**AIM OF THE TASK**
Set down, please, the line that contains "[point] every instance of the blue" and every line that follows it to the end of the records, exactly; do not include pictures.

┄┄┄┄┄┄┄┄┄┄

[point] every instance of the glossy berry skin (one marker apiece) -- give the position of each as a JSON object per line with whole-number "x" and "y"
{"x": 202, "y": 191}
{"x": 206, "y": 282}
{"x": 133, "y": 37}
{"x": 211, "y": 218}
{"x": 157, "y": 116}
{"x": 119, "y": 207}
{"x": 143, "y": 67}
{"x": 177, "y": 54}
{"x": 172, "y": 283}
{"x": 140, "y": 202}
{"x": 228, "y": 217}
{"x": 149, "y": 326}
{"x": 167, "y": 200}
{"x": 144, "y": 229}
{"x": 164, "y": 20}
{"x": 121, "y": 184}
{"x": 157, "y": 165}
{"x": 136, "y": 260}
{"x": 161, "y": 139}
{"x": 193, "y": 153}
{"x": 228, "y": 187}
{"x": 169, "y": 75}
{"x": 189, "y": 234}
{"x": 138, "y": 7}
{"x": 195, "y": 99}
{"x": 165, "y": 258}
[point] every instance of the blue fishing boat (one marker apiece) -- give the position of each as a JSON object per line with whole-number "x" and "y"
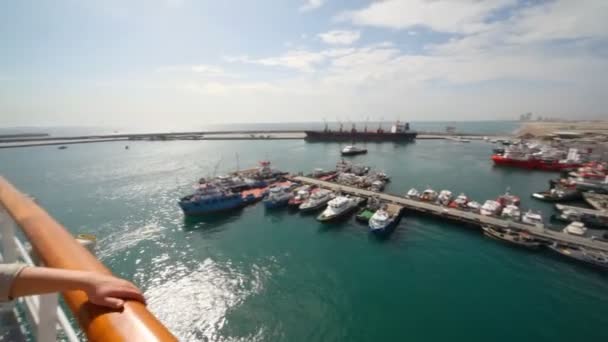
{"x": 210, "y": 198}
{"x": 277, "y": 197}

┄┄┄┄┄┄┄┄┄┄

**PROBLEM SOLUTION**
[point] every instance of the blue fishing boat (one marker apiece) -- give the position of each as a JSON object per line with whole-number "x" and "y"
{"x": 210, "y": 198}
{"x": 277, "y": 197}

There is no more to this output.